Nonalcoholic fatty liver disease subtypes exhibit distinctive cardiovascular risk profiles

Nonalcoholic fatty liver disease (NAFLD), a disease affecting approximately one-quarter of the world’s adult population, reflects dysfunctional hepatic lipid metabolism. An international team of researchers, led by José M Mato at CIC bioGUNE-BRTA, has discovered the existence of three subtypes of NAFLD with different lipidomic phenotypes and risk of cardiovascular disease.

The study is published online in Hepatology and can be accessed via this link (http://doi.org/10.1002/hep.32427).

▸ TASK OBJECTIVE: How would the article on NAFLD subtypes and cardiovascular risk continue after its last sentence?

▸ DATA EXTRACTS:
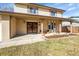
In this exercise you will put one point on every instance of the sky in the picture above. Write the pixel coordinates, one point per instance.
(71, 9)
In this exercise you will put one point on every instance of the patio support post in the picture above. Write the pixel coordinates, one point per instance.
(41, 28)
(70, 27)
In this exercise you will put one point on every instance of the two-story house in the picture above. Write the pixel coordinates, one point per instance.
(29, 18)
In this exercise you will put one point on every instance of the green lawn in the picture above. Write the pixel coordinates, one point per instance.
(54, 46)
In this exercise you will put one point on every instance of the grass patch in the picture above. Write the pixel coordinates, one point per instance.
(68, 46)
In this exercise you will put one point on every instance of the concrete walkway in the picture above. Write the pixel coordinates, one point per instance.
(26, 39)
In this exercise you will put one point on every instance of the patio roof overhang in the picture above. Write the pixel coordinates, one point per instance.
(25, 15)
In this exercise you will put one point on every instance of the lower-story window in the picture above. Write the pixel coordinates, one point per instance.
(52, 26)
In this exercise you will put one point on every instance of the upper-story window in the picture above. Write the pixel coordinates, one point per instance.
(53, 13)
(33, 10)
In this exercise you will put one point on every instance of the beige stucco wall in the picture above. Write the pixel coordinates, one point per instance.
(42, 11)
(20, 26)
(20, 8)
(5, 21)
(13, 26)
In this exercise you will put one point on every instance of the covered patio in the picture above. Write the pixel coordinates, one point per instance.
(18, 24)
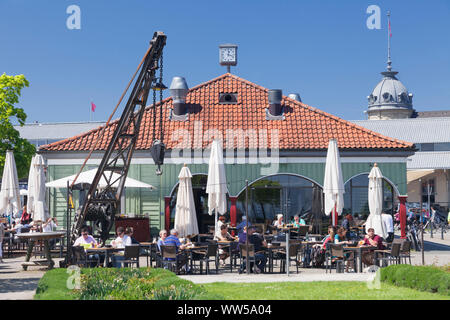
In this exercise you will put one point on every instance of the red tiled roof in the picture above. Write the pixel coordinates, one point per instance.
(304, 127)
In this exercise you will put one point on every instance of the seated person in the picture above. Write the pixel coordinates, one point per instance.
(341, 238)
(330, 237)
(162, 238)
(298, 221)
(220, 223)
(173, 240)
(371, 239)
(240, 227)
(120, 242)
(129, 231)
(50, 225)
(279, 222)
(259, 244)
(26, 217)
(87, 241)
(223, 236)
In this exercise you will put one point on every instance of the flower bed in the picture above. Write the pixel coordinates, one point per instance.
(423, 278)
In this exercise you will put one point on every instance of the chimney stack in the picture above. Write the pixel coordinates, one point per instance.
(275, 96)
(179, 90)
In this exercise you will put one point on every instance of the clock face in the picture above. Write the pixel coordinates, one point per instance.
(228, 54)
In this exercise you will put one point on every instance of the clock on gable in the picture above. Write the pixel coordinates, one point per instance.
(228, 54)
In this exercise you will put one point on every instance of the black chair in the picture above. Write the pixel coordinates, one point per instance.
(210, 255)
(131, 255)
(389, 256)
(405, 251)
(169, 257)
(81, 259)
(335, 255)
(294, 251)
(243, 255)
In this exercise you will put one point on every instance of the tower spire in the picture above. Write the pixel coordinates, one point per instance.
(389, 67)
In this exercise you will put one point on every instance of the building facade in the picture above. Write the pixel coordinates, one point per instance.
(276, 143)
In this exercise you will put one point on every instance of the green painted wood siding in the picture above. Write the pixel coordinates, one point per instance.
(151, 203)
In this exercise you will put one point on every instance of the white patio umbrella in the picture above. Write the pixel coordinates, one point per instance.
(10, 194)
(216, 186)
(333, 186)
(375, 220)
(185, 214)
(36, 190)
(88, 177)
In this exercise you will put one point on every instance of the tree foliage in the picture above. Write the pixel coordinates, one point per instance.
(10, 90)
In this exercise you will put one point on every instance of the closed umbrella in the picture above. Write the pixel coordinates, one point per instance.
(333, 186)
(216, 186)
(375, 220)
(88, 177)
(185, 214)
(10, 194)
(36, 190)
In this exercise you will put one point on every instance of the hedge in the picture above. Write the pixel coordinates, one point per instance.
(423, 278)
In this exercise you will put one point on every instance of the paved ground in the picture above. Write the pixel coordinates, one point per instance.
(16, 284)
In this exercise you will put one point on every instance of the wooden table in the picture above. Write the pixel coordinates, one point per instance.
(104, 250)
(32, 237)
(230, 248)
(148, 245)
(359, 251)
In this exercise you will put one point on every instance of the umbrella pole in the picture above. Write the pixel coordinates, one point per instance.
(246, 232)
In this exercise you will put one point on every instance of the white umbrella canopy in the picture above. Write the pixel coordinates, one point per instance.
(216, 186)
(88, 177)
(375, 220)
(9, 193)
(36, 190)
(333, 186)
(185, 214)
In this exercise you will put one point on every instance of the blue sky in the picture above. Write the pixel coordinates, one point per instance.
(320, 49)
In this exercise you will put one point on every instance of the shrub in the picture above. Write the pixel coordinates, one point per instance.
(423, 278)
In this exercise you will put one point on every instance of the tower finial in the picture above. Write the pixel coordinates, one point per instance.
(389, 67)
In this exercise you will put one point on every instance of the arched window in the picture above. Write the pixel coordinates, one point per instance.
(287, 194)
(356, 196)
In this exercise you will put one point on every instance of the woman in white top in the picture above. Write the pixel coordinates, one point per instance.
(122, 239)
(279, 222)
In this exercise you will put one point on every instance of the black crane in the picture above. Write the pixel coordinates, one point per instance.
(101, 205)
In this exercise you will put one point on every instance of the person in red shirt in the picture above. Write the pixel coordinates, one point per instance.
(26, 217)
(371, 239)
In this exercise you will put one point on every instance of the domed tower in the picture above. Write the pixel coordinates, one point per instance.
(390, 99)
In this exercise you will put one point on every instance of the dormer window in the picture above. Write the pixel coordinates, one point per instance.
(228, 98)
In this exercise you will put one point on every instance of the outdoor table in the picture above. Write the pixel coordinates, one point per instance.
(104, 250)
(271, 249)
(148, 245)
(308, 245)
(359, 251)
(32, 237)
(230, 248)
(191, 249)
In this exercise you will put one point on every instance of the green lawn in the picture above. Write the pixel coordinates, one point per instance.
(53, 287)
(320, 290)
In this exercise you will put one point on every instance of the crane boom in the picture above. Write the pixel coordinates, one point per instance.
(102, 205)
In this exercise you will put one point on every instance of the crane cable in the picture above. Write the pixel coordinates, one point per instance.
(110, 117)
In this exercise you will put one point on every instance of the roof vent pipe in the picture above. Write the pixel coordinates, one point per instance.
(179, 90)
(295, 96)
(275, 96)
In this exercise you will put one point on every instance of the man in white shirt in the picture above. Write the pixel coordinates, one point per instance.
(389, 225)
(120, 242)
(50, 225)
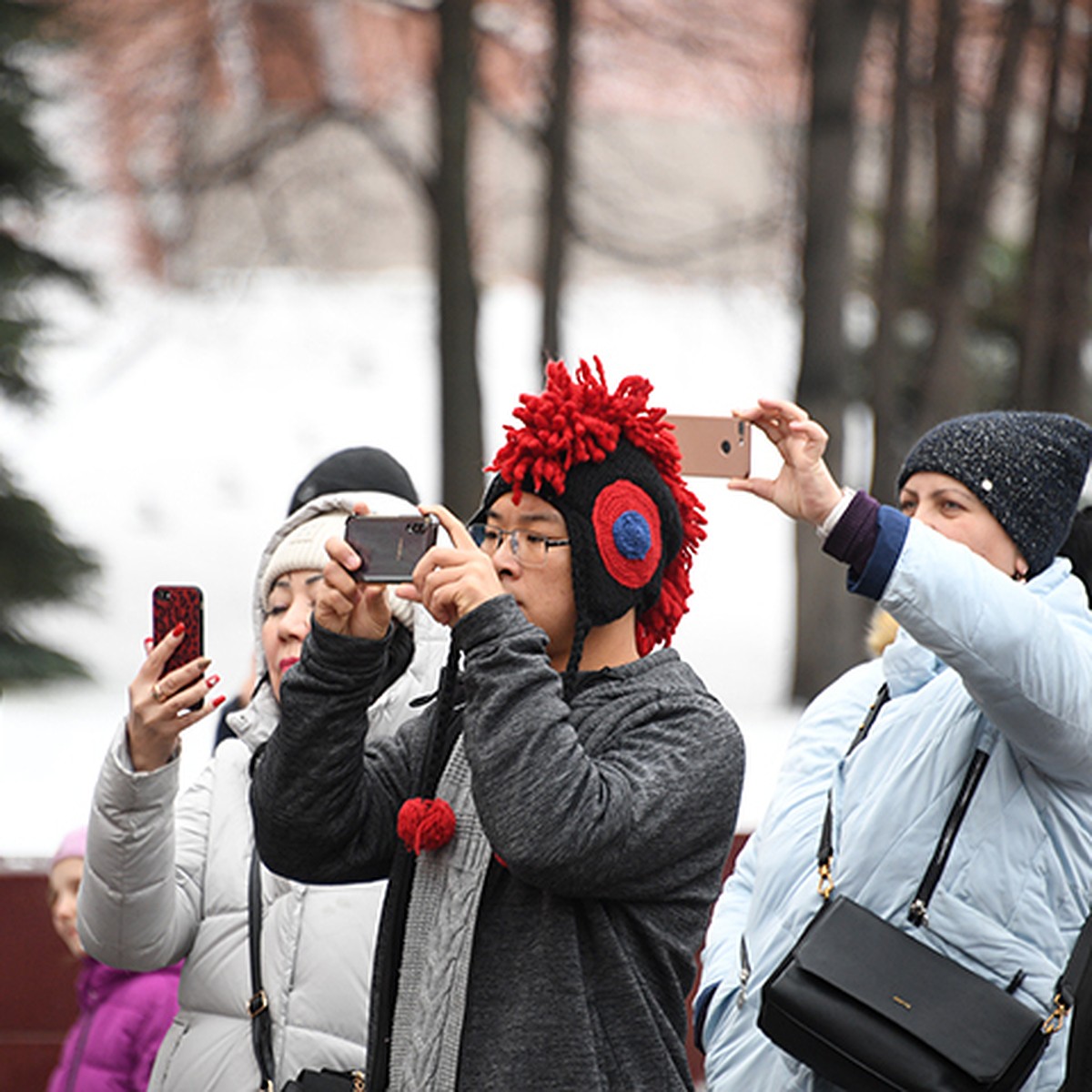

▸ WRITTEN RESPONSE:
The research team -which included first authors Ibon Martínez-Arranz, Chiara Bruzzone and Mazen Noureddin, and investigators from OWL Metabolomics, CIC bioGUNE-BRTA, CIBEREHD, Cedars-Sinai Medical Center, Washington University School of Medicine, Biodonostia Research Institute, Charles University, Marqués de Valdecilla University Hospital, Saaland University, Medical University of Warsaw, Netherlands Organization of Applied Scientific Research, Alcalá University, Galmed Pharmaceuticals, University Hospital of Valladolid, University of Florida, and University of Newcastle- examined whether NAFLD could be subclassified in different subtypes according to their serum lipidomic signatures. 

The researchers analyzed serum lipidomes from an international cohort of 1154 individuals with biopsy proven NAFLD. Metabolomic signatures identify three NAFLD subtypes (A, B, and C), independent of histological disease severity. NAFLD subtypes show distinct secretion rates of very low-density lipoproteins (VLDL), being lowest in subtype A. Moreover, these signatures align with known cardiovascular disease (CVD) and genetic risk factors with subtype A exhibiting a lower CVD risk profile. This may account for the variation in hepatic versus cardiovascular outcomes, offering novel, clinically relevant, risk stratification.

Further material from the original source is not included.